PHILIPPINE FOREIGN SECRETARY SOWS SOUTH CHINA SEA CONFUSION

  

Philippine Foreign Secretary Sows South China Sea Confusion

Philip Bowring

 

 

 

 

 

 

The Philippine government may have a foreign policy, but defining it by anything other than tweeted insults from Foreign Secretary Teodoro Locsin is baffling its neighbors and supposed allies.

 

Locsin has launched two extraordinary attacks on Malaysia and one on the United States while claiming to be protecting the 2016 award by the Hague-based Permanent Court of Arbitration of the Spratly Islands to the Philippines under the United Nations Convention on the Law of the Sea (UNCLOS).

 

First, he accused Malaysia of trying to sabotage Philippine success in the arbitration although ever since he and Duterte came to office they have focused on improving relations with China on the grounds that the Philippines is too weak to oppose China and too in need of Chinese investment. Duterte reiterated this point in his State of the Nation Address on July 27.

 

Quite what the Malaysian “sabotage” consisted of was doubly bizarre given that on July 29 the Malaysian mission to the United Nations on July 29 sent a note to the UN Secretary-General, saying China's claim to the maritime features in the East Sea (also known as the South China Sea) has no basis under international law. It noted that China’s “nine-dash line” was contrary to the 1982 UN Convention on Law of the Sea and rejected China’s claims to “historic rights.” This was the most overt and strongly-worded Malaysian riposte to China in recent times

 

Locsin re-emphasized the Philippine Spratly claims, which partly overlap those of Malaysia and Vietnam. But these island rock claims, which do not qualify for Exclusive Economic Zones, are relatively minor matters compared with the EEZs of the littoral states –- such as Philippine rights to exploit the Reed (Recto) Bank northeast of the Spratlys which is rich in hydrocarbon deposits. Despite disagreements on island ownerships, Vietnam and Malaysian have cooperated on EEZ issues.

Required task 1:
According to the South China Sea article, why have Locsin and Duterte focused on improving relations with China since taking office?
Required task 2:
In the South China Sea article, what did Malaysia's note to the UN Secretary-General say China's "nine-dash line" was contrary to?

Dataset extract:
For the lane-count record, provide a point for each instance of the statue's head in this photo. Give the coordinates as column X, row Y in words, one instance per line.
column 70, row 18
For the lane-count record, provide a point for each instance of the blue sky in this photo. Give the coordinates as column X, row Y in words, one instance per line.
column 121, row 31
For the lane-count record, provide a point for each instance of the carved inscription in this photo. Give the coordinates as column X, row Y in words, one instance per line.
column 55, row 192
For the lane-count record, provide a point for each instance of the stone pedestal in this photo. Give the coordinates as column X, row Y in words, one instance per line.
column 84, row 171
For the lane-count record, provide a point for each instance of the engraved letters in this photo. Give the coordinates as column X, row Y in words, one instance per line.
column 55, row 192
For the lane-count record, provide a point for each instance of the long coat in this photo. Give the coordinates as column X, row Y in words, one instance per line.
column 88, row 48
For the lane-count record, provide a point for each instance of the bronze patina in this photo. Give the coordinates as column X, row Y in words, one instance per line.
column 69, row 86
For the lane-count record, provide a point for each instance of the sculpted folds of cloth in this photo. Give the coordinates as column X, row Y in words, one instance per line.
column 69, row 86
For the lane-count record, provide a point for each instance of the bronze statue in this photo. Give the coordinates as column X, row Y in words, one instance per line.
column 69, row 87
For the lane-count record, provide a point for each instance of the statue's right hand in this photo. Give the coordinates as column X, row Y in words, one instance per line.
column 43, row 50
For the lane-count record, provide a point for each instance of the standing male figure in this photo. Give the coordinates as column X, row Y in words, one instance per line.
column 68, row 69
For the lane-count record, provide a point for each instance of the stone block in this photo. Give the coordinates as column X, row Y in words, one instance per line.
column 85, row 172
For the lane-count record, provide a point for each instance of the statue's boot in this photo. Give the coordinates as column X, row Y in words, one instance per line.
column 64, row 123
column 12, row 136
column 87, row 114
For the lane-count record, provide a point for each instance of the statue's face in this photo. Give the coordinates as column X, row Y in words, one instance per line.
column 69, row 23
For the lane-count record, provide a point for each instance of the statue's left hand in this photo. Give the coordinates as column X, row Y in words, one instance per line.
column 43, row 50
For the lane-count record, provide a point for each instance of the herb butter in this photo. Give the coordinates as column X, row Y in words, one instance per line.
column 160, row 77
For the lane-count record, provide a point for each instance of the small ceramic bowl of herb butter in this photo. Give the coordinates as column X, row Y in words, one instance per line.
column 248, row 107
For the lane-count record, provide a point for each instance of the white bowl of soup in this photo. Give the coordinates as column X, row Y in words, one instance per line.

Response 1:
They have done so on the grounds that the Philippines is too weak to oppose China and too much in need of Chinese investment. Duterte repeated this point in his State of the Nation Address on July 27.

Response 2:
It said the line was contrary to the 1982 UN Convention on Law of the Sea.